___ AUSGANGSTEXT
Wer schwenkt mit Entwicklung früher auf 2022 um?

Die Situation an der Spitze der Formel 1 ist nach dem ersten Rennen anders als in den Vorjahren. Es gibt offenbar zwei Teams auf einem ähnlichen Niveau, die um den Sieg kämpfen. Streckenspezifische Unterschiede der Pakete können über Sieg und Niederlage entscheiden.

Mercedes kann in der Saison 2021 nicht mehr in seiner Komfortzone agieren und den Vorsprung im Jahresverlauf verwalten. Was das bedeutet? Auch die Ingenieure in Brackley sind zur Weiterentwicklung gezwungen. Damit sind sie in derselben Situation wie ihre Kollegen bei Red Bull. In der Vergangenheit konnte Mercedes schon früh die Weichen Richtung Zukunft stellen und sich voll auf die Entwicklung des nächsten Autos konzentrieren.

Besonders einschneidend ist in dieser Konstellation, dass ab dieser Saison erstmals die Budgetobergrenze greift. Bei diesen Voraussetzungen ist es noch entscheidender, den richtigen Zeitpunkt zu finden, an dem man mit der Entwicklung umschwenkt. Verzetteln sich die beiden Top-Teams zu lange im diesjährigen WM-Kampf könnten 2022 weitere Teams aufschließen, die sich 2021 bereits frühzeitig auf die künftige Entwicklung fokussiert haben.
______
___ ERFASSTE DATEN
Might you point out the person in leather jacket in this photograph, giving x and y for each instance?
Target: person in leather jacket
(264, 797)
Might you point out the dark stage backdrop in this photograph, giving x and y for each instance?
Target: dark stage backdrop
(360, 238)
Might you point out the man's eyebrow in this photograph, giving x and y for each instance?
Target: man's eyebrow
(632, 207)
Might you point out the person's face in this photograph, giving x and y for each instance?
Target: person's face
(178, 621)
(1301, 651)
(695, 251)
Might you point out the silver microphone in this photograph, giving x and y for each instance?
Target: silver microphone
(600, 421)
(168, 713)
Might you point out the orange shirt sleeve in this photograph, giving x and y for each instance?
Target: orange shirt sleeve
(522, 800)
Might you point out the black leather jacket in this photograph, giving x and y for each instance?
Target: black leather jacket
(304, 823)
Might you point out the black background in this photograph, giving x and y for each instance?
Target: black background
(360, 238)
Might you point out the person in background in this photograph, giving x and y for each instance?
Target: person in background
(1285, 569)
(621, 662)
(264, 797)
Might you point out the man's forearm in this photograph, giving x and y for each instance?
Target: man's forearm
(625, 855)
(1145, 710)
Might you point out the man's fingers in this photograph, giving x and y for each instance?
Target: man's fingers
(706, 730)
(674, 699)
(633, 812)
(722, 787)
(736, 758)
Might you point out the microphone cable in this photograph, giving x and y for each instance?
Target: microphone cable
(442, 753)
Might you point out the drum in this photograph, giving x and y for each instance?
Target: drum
______
AUFGABE A: Was greift laut dem Text über die Formel 1 ab dieser Saison zum ersten Mal?
AUFGABE B: Schreib den Text über die Formel 1 nach seinem letzten Satz weiter.
Das Material steht für sich und gehört nicht zum Text über die Formel 1.

ANTWORT A: Die Budgetobergrenze.

ANTWORT B:
Hinzu kommt, dass schon in diesem Jahr erfolgreiche Teams bei der Windkanalnutzung eingeschränkt sind. Wer in der Konstrukteurswertung besser abschneidet, darf weniger Zeit im Windkanal für die Fahrzeugentwicklung verbringen. Dabei sind die Entwicklungskapazitäten sehr wertvoll, da 2022 ein vollkommen neues Technisches Reglement eingeführt wird.

Wolff sucht nach der optimalen Balance

"Es ist sehr schwierig, die richtige Balance zu finden", offenbart Wolff. "Wir können 2021 nicht opfern in der Hoffnung, im nächsten Jahr ein konkurrenzfähigeres Auto und eine stärkere Power Unit zu haben. So funktioniert es nicht. Ich denke, wir sollten noch ein paar Anstrengungen in das diesjährige Auto stecken, weil wir hinten liegen. Wir wollen dieses Jahr nicht verlieren und wir wollen nächstes Jahr nicht verlieren. Zu spät in die Entwicklung für die nächste Saison einzusteigen, könnte bedeuten, dass du möglicherweise hinter die Führenden zurückfällst und das nicht nur für ein Jahr. Die Antwort ist also nicht so einfach."